--- WRITTEN EXERCISE ---
Copy the material below word for word, omitting the pictures.

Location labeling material
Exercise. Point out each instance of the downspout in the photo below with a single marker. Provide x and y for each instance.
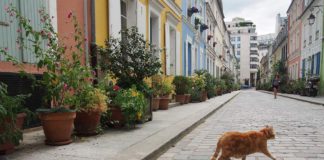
(85, 19)
(321, 88)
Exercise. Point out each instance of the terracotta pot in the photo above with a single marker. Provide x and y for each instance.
(9, 147)
(164, 103)
(181, 98)
(155, 103)
(188, 98)
(57, 127)
(86, 123)
(117, 119)
(203, 96)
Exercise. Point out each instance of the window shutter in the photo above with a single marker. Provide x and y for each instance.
(312, 65)
(114, 18)
(29, 9)
(167, 48)
(141, 19)
(178, 52)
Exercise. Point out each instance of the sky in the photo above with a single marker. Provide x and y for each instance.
(261, 12)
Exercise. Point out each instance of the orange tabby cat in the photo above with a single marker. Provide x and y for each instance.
(239, 145)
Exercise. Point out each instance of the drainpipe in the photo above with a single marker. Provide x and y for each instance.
(85, 18)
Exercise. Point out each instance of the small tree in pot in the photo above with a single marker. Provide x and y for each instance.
(181, 84)
(130, 60)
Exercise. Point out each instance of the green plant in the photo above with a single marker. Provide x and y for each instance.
(65, 77)
(132, 104)
(10, 106)
(129, 59)
(181, 84)
(199, 82)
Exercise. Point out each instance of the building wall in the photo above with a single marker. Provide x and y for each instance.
(294, 38)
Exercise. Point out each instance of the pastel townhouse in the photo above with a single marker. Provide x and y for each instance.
(193, 36)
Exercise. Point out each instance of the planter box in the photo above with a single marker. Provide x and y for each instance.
(86, 123)
(180, 98)
(57, 127)
(9, 147)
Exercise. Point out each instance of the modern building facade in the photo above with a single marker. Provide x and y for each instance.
(312, 41)
(244, 38)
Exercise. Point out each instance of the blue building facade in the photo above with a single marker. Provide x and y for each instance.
(193, 36)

--- WRITTEN RESPONSE ---
Exercise. Point out each instance of the downspout in the photo below with a single marker. Provide x and y for each instance.
(85, 19)
(321, 88)
Exercise. Point out each instance of the terracotta pot in the photo above with a single marker. Provide x and y for each instance.
(9, 147)
(164, 103)
(181, 98)
(155, 103)
(188, 98)
(57, 127)
(86, 123)
(117, 119)
(203, 96)
Exercise. Point out each instance of the window shutter in the photo above with a single marker. Provide x and y for each instance.
(312, 65)
(114, 18)
(29, 9)
(167, 48)
(141, 19)
(178, 52)
Exercise. Point out each instance of the sky in the photo above with a single marker. Provide x and y for each instance.
(261, 12)
Exercise. Point out each instance of the orange tabby cat in the photo above with a single marker. Provide x and y for each instance.
(239, 145)
Exercise. Point out each instance of the drainpipe in the photo above with a single marker. Provide x and y for each instance.
(85, 18)
Exercise. Point out each instance of the small tree in pot in the photo above with a single marker. Provide x and y for each instance.
(181, 84)
(130, 60)
Exercise. Point out each instance of the green plant in the photo above with a single marker. Provide x and y for each instance.
(65, 77)
(132, 104)
(10, 106)
(129, 59)
(181, 84)
(199, 82)
Exercise. Point out each instance of the building wall in the photo above with a single marker. Provide x and y for each instance.
(294, 38)
Exercise. Point out each instance of the pastel townhouse in the photo above with a single marker. Provide x and y for each instance.
(193, 36)
Exercise. Point out each instance of the planter box in the photo above with a single marker. Provide x and y for each instance.
(86, 123)
(180, 98)
(57, 127)
(9, 147)
Exercise. Point out each instance of the modern building facade in the photo above with a single marker. Provide x and y for each instance.
(312, 41)
(244, 38)
Exercise. Point out each instance of the blue building facade in the photo above with a single marker. Provide x and y for each instance.
(193, 36)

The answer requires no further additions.